* [Material for this task]:
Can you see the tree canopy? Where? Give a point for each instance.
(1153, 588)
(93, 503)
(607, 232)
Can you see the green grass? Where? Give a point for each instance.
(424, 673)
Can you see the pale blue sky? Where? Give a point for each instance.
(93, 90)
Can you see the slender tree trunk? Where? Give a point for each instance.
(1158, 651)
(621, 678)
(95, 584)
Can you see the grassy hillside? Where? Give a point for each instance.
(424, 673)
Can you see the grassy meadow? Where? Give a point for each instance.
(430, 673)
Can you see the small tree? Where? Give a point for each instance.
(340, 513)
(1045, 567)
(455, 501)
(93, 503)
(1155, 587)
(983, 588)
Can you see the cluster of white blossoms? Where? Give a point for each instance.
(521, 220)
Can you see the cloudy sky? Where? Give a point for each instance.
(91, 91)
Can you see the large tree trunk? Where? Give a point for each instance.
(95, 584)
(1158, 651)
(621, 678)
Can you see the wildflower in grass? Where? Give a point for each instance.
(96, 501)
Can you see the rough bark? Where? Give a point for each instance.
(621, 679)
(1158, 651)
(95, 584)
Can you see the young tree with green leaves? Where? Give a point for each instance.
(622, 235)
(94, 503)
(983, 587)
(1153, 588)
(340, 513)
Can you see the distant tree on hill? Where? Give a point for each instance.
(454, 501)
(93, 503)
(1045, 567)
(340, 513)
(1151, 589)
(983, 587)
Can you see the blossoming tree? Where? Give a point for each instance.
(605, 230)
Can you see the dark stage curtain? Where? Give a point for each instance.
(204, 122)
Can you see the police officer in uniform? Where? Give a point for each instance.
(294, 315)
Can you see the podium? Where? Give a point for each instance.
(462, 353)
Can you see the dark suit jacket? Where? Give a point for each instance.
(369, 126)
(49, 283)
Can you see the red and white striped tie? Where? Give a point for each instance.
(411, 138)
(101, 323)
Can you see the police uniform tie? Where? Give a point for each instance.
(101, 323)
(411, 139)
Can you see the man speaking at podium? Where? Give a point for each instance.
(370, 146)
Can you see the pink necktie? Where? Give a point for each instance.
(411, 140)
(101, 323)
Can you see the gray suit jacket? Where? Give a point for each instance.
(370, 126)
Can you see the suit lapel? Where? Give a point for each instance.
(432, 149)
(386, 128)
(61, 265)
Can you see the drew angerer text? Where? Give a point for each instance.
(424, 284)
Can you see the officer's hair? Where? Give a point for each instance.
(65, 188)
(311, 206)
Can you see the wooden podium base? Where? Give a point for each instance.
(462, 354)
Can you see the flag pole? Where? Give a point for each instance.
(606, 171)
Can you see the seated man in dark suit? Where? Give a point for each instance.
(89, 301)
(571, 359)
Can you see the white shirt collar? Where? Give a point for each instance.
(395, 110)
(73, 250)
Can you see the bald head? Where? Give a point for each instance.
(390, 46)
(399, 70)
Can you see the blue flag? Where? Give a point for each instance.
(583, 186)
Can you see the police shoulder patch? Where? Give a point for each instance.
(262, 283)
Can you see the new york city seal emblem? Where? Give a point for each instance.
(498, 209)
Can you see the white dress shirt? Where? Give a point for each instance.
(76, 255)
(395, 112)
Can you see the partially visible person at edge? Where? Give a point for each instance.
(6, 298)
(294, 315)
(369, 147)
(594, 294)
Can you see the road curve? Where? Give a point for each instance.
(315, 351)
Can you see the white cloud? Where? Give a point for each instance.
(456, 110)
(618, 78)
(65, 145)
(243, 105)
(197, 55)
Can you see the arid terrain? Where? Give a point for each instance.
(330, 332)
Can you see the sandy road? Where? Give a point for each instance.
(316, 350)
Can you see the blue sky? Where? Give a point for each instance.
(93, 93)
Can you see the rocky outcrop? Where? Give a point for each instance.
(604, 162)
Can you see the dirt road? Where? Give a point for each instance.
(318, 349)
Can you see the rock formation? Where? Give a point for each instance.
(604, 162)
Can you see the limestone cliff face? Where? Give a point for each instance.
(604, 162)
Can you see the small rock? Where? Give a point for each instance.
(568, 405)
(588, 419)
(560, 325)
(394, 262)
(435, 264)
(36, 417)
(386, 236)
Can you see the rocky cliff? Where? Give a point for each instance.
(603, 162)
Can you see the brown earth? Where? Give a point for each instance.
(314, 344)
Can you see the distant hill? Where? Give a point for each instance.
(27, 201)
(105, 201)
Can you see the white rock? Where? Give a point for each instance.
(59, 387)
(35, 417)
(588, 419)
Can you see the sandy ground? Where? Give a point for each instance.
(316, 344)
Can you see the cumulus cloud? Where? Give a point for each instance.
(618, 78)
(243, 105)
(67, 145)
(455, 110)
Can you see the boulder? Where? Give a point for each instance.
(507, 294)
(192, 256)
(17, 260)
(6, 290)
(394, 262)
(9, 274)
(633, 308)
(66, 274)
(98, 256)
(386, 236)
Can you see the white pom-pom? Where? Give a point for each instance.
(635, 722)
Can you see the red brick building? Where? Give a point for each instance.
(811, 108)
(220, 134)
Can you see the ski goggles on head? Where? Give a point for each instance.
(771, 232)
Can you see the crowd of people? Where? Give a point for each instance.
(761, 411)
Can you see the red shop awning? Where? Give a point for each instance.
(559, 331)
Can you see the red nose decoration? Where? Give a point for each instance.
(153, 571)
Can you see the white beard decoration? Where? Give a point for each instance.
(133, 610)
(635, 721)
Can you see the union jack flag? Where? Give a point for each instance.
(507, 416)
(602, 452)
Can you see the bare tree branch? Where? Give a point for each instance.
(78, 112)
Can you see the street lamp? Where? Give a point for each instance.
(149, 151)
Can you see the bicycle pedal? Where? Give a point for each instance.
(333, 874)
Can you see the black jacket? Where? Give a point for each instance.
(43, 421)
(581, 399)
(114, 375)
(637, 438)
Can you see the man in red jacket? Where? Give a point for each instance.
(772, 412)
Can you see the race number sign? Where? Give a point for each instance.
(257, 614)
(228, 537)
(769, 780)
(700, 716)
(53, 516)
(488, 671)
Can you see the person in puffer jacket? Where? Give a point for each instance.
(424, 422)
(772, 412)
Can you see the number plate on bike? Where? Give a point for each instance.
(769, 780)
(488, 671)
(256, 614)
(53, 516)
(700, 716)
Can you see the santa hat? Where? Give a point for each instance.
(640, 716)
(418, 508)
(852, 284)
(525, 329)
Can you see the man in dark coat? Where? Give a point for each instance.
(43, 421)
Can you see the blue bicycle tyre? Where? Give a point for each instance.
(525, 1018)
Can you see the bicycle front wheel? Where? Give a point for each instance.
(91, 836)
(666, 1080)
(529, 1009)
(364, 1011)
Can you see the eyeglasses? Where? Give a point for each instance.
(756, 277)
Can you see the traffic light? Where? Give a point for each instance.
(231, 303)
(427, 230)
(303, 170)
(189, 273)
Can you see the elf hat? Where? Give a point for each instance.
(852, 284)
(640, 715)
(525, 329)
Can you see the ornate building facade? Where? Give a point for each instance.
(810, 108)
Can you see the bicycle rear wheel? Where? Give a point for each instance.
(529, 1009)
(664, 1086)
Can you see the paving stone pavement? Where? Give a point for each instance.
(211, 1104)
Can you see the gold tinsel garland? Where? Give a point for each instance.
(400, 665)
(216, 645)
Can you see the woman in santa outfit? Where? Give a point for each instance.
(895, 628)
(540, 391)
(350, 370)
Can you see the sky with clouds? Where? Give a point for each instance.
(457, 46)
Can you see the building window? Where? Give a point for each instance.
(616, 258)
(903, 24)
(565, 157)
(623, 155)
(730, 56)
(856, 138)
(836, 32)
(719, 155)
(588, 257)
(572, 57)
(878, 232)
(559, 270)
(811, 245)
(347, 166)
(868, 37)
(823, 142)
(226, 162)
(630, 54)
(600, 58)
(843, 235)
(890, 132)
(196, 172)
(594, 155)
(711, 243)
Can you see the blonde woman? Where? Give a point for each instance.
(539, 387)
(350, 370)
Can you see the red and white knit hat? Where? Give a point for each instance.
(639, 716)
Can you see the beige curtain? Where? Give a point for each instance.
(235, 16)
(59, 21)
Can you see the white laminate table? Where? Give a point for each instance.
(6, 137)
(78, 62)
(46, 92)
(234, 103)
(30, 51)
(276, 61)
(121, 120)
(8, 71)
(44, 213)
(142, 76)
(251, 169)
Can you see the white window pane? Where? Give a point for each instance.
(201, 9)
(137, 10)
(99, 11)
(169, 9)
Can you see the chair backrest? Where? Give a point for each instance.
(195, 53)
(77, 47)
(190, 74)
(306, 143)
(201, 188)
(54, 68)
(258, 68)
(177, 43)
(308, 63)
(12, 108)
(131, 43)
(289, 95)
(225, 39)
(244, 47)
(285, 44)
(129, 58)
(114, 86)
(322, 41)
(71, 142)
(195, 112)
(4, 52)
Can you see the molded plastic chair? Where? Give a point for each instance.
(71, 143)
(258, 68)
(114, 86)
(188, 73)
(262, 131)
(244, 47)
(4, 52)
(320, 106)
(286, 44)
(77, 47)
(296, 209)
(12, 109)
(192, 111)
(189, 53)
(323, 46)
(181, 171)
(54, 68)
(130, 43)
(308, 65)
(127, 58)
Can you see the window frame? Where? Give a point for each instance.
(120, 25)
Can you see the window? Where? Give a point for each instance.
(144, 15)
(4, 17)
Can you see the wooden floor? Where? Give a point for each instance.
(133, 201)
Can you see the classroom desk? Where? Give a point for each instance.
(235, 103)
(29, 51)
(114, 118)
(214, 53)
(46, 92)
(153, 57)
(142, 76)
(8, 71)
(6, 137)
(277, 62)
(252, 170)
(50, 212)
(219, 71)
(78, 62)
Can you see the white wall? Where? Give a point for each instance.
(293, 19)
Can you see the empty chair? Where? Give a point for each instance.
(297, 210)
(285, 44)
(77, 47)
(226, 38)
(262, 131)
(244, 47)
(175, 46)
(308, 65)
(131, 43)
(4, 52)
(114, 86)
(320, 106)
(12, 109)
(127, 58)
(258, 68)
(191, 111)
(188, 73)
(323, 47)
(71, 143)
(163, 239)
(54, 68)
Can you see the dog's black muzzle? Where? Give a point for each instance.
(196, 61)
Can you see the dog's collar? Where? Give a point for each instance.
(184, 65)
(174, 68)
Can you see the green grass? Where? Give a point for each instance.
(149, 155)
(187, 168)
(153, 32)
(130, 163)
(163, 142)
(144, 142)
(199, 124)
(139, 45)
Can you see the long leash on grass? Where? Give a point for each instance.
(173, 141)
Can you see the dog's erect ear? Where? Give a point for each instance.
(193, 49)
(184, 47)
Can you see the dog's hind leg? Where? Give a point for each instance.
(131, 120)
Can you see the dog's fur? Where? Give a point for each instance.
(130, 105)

* [Task brief]:
Only the lines from the one holding "Can you see the window?" through the end of the listing should be given again, exactly and with both ends included.

* [The solution]:
Can you see the window? Where? Give a point for each instance.
(144, 15)
(4, 17)
Can you see the wooden floor? Where? Give a point for each instance.
(133, 201)
Can you see the classroom desk? Where? Give a point for each instance.
(235, 103)
(29, 51)
(114, 118)
(214, 53)
(46, 92)
(153, 57)
(142, 76)
(8, 71)
(6, 137)
(277, 62)
(252, 170)
(50, 212)
(219, 71)
(78, 62)
Can you see the white wall? Where? Give a point for each instance.
(293, 19)
Can you see the empty chair? Where? Give a point for each instance.
(297, 210)
(285, 44)
(77, 47)
(226, 38)
(262, 131)
(244, 47)
(175, 46)
(308, 65)
(131, 43)
(4, 52)
(114, 86)
(320, 106)
(12, 109)
(127, 58)
(258, 68)
(191, 111)
(188, 73)
(323, 47)
(71, 143)
(163, 239)
(54, 68)
Can you see the dog's black muzzle? Where? Give a point for each instance.
(196, 61)
Can you see the dog's collar? Where? Give a point for each instance.
(184, 65)
(174, 68)
Can you see the green grass? Where? Give a point for each instance.
(149, 155)
(187, 168)
(153, 32)
(130, 163)
(163, 142)
(144, 142)
(199, 124)
(139, 45)
Can you see the long leash on grass? Where? Give a point for each instance.
(173, 141)
Can you see the dog's erect ear? Where? Give a point for each instance.
(193, 49)
(184, 47)
Can you see the dog's hind leg? Where? Give a point for each instance.
(131, 120)
Can you see the dog's fur? Where? Give a point for each instance.
(130, 105)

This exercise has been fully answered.